# [TASK]
Copy out all the records again, swapping each "JSON array" for "JSON list" and leaving everything else untouched.

═══

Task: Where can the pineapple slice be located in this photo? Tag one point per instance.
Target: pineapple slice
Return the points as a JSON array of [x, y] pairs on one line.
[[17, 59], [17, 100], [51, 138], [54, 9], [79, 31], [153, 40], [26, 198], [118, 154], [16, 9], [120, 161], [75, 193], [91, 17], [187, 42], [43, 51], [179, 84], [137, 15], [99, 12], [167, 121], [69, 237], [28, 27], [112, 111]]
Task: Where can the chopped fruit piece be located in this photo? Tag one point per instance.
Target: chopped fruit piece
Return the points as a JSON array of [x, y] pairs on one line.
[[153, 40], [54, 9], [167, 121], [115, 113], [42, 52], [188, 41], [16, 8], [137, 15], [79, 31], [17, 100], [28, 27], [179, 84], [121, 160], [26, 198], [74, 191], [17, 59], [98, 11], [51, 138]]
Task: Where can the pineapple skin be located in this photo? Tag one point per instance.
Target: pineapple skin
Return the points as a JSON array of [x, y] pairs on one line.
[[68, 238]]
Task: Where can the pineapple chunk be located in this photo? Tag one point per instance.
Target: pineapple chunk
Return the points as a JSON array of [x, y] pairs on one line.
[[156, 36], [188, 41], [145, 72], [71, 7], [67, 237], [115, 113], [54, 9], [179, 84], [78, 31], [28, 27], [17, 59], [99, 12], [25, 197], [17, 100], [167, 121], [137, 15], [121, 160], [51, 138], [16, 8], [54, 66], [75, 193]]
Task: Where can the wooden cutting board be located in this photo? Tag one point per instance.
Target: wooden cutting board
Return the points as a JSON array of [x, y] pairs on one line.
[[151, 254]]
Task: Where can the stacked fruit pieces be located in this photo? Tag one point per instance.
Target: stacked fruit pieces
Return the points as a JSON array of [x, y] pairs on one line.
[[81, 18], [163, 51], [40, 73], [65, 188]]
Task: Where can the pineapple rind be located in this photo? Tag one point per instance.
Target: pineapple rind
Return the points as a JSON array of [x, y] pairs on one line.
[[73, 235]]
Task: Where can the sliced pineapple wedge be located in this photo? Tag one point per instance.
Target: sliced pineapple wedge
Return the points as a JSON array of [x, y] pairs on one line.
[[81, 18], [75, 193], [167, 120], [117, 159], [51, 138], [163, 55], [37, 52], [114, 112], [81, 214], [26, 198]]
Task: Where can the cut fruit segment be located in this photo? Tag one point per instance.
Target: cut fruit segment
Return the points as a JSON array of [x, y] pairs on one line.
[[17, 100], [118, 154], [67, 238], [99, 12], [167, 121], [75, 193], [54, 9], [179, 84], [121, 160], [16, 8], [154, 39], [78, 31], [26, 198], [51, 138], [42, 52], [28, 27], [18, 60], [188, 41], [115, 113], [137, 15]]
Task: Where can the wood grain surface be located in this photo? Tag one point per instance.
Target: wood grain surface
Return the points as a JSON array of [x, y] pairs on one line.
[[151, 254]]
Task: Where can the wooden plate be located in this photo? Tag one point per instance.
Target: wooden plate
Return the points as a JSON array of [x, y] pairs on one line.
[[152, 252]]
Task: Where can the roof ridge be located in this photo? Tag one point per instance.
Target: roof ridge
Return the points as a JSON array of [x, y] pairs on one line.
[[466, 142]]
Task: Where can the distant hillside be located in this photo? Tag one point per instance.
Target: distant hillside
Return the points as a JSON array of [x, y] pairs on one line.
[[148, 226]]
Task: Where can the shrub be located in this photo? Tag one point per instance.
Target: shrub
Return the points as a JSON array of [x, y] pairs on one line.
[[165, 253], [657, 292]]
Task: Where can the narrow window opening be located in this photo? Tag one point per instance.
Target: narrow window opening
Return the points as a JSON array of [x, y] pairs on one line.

═══

# [PROBLEM SOLUTION]
Task: Where can the pineapple slice be located in this photo? Tag one point per instance.
Target: pineapple slice
Return the points as a JSON list of [x, y] pairs on one line.
[[17, 59], [17, 100], [51, 138], [54, 9], [79, 31], [153, 40], [26, 198], [118, 154], [16, 9], [120, 161], [75, 193], [91, 17], [187, 42], [43, 51], [179, 84], [137, 15], [99, 12], [167, 121], [69, 237], [28, 27], [112, 111]]
Task: Where can the chopped fruit piece be located in this photo? Tag one point per instance.
Target: chopped fruit piece
Return the points as a JSON list of [x, y] pairs on one line.
[[153, 40], [54, 9], [167, 121], [115, 113], [42, 52], [188, 41], [16, 8], [137, 15], [79, 31], [17, 100], [28, 27], [179, 84], [121, 160], [26, 198], [74, 191], [17, 59], [98, 11], [51, 138]]
Task: Where can the pineapple skin be located in this photo? Tag one point per instance.
Target: pineapple skin
Return the points as a JSON list of [x, y] pairs on one line.
[[68, 238]]
Task: Where can the pineapple chunk be located in this photo? Tag one point per instance.
Target: pineapple chunk
Return the points as a JSON list of [x, y] pairs on one line.
[[156, 36], [188, 41], [145, 72], [71, 7], [67, 237], [115, 113], [54, 9], [179, 84], [78, 31], [28, 27], [17, 59], [99, 12], [25, 197], [17, 100], [167, 121], [137, 15], [121, 160], [51, 138], [16, 8], [54, 66], [75, 193]]
Task: Where can the wooden cutting board be located in this photo? Tag one point per instance.
Target: wooden cutting board
Return the points as a JSON list of [x, y] pairs on one line.
[[151, 254]]
Task: Where can the stacked fruit pieces be located in this photo? Tag one point per instance.
Target: stacked fruit pieces
Return the points as a JSON list of [x, y] pairs on one line.
[[81, 18], [163, 51], [40, 73], [65, 188]]
Task: Where can the pineapple rind be located in this photo? Tag one point per instance.
Target: pineapple rind
Return the points as a JSON list of [x, y] pairs on one line.
[[73, 235]]
Task: Where can the sliced pineapple wedge be located in this photo? Tag one point per instance.
Target: sliced pineapple wedge
Return the points as a JSON list of [x, y] pairs on one line.
[[81, 18], [75, 193], [167, 120], [117, 159], [51, 138], [163, 55], [37, 52], [114, 112], [81, 214], [26, 198]]
Task: Where can the cut fruit segment be located in this photo? Tag one point per instance.
Target: cut fruit segment
Return the points as a JSON list of [x, y] pairs on one line.
[[17, 100], [118, 154], [67, 238], [99, 12], [167, 121], [75, 193], [54, 9], [179, 84], [121, 160], [16, 8], [154, 39], [78, 31], [26, 198], [51, 138], [42, 52], [28, 27], [18, 60], [188, 41], [115, 113], [137, 15]]
Task: Where can the wood grain surface be located in this photo? Tag one point per instance.
Target: wood grain surface
Return the points as a JSON list of [x, y] pairs on one line.
[[151, 254]]
Task: Where can the wooden plate be located in this photo? Tag one point per instance.
Target: wooden plate
Return the points as a JSON list of [x, y] pairs on one line.
[[152, 252]]
Task: Where can the roof ridge be located in this photo? Tag one point per instance.
Target: roof ridge
Return the points as a JSON list of [x, y] pairs on one line.
[[466, 142]]
Task: Where can the distant hillside be located in this photo? Tag one point per instance.
Target: distant hillside
Return the points as a JSON list of [x, y] pairs on one line.
[[148, 226]]
Task: Where can the shrub be located in this photo? Tag one point per instance.
Target: shrub
Return the points as a JSON list of [x, y] pairs on one line.
[[165, 253], [657, 292]]
Task: Where can the narrow window opening be located in this photo? Tag one point per instance.
Target: narrow window opening
Return the points as a JSON list of [x, y] pairs on one line.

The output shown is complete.